Certes, on pourrait, comme le cynisme de l’époque le voudrait, jeter d’un revers de main ou d’un soupir condescendant la tentative du cinéaste chinois de donner une identité propre à un nouveau genre de blockbusters, mais force est de constater que le cinéaste est généreux dans sa recherche formelle. Il montre tant bien que mal ce que le cinéma peut. Même dans cette situation, sa démarche de cinéaste reste authentique à l’aune de ses choix et du budget conséquent du métrage. Entre les radeaux-lanternes volants, et le climax presque psychédélique, Zhang Yimou se permet d’essayer ce que les blockbusters occidentaux ne peuvent plus se permettre ou se permettent rarement (le film partage Ramin Djawadi à la musique avec un autre blockbuster mutant, Pacific Rim), à la fois, dans ce récit qui ressemble à tant d’autres mais qui n’évoque que lui-même, et dans cette manière de créer des situations qui répondent à des codes mais offrent des images inédites. On peut penser à la scène d’embuscade des monstres, où le cinéaste joue avec la profondeur et les reliefs, voire à la scène des harpons qui propose une variation dans l’environnement, et donc dans l’image. Il y a cette volonté de donner corps à une légende, un conte interculturel, d’où la romance timide entre le commandant et William, et le contraste de la violence des batailles. Cependant, le film souffre quand même de défauts flagrants. On pourrait reprocher à Zhang Yimou de filmer son actrice Jing Tian comme il le ferait avec Gong Li, sauf qu’elle n’en a ni la prestance, ni la fascinante photogénie. Ou bien, son rythme étrange qui laisse exister un Willem Dafoe interlope, néanmoins intéressant.

┄┄┄┄┄┄┄┄┄┄

Votre tâche:
Quelles personnes réelles du cinéma le texte source nomme-t-il ? Donnez seulement leurs noms.

Extraits de données:
┄┄┄┄┄┄┄┄┄┄

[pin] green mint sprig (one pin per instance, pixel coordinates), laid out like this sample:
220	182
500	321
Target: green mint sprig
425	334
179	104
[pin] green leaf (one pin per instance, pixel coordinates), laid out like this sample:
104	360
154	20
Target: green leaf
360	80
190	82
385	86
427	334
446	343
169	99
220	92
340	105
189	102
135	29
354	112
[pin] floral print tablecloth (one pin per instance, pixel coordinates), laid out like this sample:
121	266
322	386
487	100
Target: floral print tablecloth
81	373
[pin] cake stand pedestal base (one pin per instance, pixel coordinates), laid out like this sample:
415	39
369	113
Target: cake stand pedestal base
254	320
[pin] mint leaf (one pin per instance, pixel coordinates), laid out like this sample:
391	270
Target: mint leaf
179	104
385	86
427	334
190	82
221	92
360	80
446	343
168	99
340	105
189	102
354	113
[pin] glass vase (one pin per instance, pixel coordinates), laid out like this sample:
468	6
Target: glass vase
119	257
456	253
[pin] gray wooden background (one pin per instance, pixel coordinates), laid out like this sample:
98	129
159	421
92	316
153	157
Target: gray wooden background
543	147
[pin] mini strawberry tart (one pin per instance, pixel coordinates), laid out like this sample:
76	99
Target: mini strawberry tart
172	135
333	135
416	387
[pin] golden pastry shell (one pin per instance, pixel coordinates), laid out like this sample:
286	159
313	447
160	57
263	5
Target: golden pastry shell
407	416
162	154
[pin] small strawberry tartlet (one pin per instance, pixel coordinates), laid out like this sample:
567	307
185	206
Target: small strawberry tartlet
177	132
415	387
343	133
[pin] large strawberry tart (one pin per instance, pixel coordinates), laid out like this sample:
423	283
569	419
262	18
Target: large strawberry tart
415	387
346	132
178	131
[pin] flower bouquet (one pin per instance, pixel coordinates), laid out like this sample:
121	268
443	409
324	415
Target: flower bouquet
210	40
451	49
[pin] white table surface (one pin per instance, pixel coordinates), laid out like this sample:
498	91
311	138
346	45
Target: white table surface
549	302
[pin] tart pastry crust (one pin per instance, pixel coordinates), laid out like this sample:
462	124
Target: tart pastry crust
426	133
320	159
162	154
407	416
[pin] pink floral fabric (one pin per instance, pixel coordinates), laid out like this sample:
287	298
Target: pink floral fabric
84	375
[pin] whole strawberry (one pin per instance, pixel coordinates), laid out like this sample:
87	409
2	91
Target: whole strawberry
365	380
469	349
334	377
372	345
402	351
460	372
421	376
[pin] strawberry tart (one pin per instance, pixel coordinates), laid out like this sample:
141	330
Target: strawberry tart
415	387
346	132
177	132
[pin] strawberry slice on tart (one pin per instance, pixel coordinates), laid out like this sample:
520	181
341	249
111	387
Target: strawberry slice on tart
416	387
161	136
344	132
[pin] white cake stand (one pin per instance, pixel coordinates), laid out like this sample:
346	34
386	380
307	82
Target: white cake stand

┄┄┄┄┄┄┄┄┄┄

Réponse attendue:
Zhang Yimou, Ramin Djawadi, Jing Tian, Gong Li, Willem Dafoe